What is expected —
In the listing below, list every line that contains the string "bench", paying attention to case.

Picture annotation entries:
☆ ☆ ☆ ☆ ☆ ☆ ☆

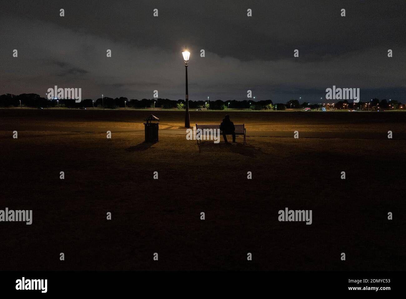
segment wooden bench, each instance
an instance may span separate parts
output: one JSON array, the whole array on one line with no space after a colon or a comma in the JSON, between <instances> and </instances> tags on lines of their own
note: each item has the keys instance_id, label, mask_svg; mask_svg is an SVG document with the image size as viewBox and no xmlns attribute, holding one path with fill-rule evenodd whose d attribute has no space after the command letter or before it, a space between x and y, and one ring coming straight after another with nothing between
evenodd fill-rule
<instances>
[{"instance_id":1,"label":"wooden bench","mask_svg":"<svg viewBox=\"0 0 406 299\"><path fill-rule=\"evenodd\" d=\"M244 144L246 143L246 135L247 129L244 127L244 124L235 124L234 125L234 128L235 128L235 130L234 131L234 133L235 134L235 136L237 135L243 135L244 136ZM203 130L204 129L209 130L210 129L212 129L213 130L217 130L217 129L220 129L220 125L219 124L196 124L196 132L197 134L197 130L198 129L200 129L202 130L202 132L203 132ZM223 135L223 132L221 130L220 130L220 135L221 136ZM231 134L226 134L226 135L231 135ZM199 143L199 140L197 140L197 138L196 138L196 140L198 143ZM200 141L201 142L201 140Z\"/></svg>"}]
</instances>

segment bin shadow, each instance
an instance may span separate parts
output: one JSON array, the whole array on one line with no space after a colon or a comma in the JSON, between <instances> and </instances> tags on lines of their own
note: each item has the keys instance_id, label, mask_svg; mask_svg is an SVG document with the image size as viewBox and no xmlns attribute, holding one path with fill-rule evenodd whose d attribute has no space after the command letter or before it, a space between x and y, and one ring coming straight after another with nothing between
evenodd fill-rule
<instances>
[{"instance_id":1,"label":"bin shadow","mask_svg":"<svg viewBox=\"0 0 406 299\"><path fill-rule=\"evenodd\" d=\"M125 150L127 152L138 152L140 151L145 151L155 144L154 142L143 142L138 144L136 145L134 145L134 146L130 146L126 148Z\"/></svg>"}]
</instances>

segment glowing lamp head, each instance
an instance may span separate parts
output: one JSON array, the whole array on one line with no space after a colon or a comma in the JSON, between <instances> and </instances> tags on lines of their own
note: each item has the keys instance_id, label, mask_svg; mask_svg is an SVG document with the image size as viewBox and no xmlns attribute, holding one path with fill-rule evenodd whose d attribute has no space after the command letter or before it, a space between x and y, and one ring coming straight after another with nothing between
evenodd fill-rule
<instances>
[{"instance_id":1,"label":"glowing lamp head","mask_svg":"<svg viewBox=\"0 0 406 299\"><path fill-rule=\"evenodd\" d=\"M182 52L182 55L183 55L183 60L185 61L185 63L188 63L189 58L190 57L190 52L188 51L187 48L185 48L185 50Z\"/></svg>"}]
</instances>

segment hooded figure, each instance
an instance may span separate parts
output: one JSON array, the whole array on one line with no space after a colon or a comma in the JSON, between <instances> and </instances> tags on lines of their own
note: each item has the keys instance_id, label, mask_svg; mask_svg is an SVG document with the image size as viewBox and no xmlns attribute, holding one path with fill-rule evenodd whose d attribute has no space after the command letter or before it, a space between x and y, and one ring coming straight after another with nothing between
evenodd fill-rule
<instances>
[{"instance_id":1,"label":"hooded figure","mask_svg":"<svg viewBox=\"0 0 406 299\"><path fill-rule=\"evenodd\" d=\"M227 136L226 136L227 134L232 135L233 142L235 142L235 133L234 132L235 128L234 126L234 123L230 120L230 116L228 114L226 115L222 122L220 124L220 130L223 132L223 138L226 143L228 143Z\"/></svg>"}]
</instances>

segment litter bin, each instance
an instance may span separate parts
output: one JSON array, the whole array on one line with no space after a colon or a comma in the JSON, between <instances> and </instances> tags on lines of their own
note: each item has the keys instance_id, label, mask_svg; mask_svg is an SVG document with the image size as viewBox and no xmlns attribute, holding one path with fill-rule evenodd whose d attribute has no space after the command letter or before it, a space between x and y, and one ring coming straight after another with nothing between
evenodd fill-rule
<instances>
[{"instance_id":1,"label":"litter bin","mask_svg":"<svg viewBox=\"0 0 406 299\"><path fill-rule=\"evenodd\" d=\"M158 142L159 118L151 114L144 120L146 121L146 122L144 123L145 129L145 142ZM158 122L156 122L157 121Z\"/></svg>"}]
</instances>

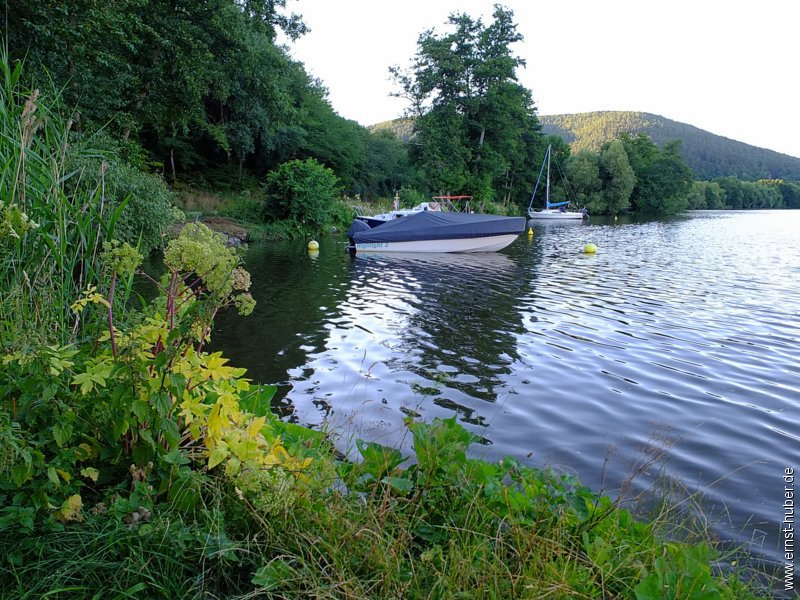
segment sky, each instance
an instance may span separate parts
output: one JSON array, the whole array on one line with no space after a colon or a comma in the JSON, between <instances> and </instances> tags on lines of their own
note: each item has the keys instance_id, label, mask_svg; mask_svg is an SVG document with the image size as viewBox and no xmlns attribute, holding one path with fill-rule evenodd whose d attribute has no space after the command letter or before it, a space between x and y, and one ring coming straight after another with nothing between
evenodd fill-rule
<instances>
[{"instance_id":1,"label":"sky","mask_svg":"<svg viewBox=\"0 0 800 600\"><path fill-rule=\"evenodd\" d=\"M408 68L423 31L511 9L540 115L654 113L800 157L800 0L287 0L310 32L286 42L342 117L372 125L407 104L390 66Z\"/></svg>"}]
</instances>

☆ ☆ ☆ ☆ ☆ ☆ ☆

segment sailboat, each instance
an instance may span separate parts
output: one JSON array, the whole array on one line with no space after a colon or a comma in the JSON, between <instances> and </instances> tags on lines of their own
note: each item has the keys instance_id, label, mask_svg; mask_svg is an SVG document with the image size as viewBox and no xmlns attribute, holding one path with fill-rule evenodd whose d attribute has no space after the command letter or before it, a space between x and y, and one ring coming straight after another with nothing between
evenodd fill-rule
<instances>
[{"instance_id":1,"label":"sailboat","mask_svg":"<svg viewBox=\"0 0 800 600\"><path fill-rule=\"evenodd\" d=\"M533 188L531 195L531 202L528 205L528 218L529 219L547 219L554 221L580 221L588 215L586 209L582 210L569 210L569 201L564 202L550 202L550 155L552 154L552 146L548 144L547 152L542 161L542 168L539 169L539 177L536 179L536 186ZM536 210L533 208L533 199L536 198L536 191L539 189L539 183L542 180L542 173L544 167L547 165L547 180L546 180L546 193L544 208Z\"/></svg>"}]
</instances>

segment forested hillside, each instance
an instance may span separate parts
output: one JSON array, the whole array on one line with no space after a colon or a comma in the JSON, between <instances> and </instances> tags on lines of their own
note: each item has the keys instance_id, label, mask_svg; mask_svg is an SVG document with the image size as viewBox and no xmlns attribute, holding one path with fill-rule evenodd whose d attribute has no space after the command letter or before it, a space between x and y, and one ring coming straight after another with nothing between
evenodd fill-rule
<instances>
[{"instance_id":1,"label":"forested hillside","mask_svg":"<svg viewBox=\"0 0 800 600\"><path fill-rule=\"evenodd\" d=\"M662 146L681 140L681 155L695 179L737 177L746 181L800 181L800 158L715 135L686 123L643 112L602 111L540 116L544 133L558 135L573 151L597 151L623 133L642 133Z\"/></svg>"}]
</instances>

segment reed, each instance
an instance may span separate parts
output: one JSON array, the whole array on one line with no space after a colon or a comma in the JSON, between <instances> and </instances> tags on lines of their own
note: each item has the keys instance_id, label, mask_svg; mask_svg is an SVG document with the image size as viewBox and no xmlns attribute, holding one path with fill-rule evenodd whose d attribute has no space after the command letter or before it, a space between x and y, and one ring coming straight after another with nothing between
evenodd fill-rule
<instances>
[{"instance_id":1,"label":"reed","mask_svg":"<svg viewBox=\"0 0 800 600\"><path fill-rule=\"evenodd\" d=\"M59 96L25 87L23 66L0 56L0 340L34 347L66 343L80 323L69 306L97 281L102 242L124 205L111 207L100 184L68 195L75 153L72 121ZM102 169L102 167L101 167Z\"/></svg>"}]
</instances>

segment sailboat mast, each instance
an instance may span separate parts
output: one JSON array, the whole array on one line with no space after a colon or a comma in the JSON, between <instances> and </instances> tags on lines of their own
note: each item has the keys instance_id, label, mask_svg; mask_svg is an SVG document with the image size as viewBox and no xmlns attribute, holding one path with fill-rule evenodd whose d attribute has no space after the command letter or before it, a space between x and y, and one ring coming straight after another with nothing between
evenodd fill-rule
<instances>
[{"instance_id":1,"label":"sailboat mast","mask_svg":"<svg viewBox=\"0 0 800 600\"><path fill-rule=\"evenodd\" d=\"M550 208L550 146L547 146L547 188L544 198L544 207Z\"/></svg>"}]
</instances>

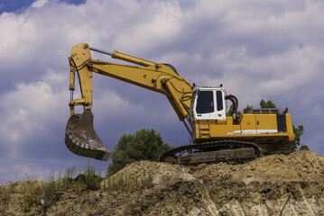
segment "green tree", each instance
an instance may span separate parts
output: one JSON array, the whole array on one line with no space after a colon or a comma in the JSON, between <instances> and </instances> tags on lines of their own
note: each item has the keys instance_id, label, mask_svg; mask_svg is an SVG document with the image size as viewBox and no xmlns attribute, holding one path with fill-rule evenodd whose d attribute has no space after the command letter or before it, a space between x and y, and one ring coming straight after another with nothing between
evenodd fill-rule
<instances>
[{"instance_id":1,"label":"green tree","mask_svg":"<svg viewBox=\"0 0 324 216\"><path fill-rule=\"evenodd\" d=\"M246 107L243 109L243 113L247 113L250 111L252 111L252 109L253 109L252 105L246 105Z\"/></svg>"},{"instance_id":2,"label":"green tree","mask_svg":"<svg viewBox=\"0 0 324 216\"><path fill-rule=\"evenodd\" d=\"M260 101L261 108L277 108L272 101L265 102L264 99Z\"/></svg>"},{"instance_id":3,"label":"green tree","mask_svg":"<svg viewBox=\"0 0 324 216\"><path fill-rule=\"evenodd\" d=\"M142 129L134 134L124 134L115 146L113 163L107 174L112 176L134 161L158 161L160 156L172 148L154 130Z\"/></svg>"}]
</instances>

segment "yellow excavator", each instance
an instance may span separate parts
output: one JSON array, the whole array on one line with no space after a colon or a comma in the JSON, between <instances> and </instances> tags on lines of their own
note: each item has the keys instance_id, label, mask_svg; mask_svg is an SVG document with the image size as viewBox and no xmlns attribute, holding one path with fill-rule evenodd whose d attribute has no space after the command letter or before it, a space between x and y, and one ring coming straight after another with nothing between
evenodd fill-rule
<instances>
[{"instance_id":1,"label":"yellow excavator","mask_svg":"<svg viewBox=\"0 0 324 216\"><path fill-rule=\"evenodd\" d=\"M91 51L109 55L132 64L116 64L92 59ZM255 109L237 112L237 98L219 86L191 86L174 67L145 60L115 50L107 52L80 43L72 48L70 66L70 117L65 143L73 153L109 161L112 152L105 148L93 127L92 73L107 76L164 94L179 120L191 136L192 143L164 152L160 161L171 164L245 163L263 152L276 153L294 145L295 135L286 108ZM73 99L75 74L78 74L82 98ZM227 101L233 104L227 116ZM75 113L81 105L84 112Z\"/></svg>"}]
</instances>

☆ ☆ ☆ ☆ ☆ ☆ ☆

Written solution —
segment wooden bench, each instance
[{"instance_id":1,"label":"wooden bench","mask_svg":"<svg viewBox=\"0 0 406 299\"><path fill-rule=\"evenodd\" d=\"M244 144L246 143L246 135L247 129L244 127L244 124L235 124L234 125L234 128L235 128L235 130L234 131L234 133L235 134L235 136L237 135L243 135L244 136ZM203 130L204 129L209 130L210 129L212 129L213 130L217 130L217 129L220 129L220 125L219 124L196 124L196 132L197 134L197 130L198 129L200 129L202 130L202 132L203 132ZM223 135L223 132L221 130L220 130L220 135L221 136ZM231 134L226 134L226 135L231 135ZM199 143L199 140L197 140L197 138L196 138L196 140L198 143ZM200 141L201 142L201 140Z\"/></svg>"}]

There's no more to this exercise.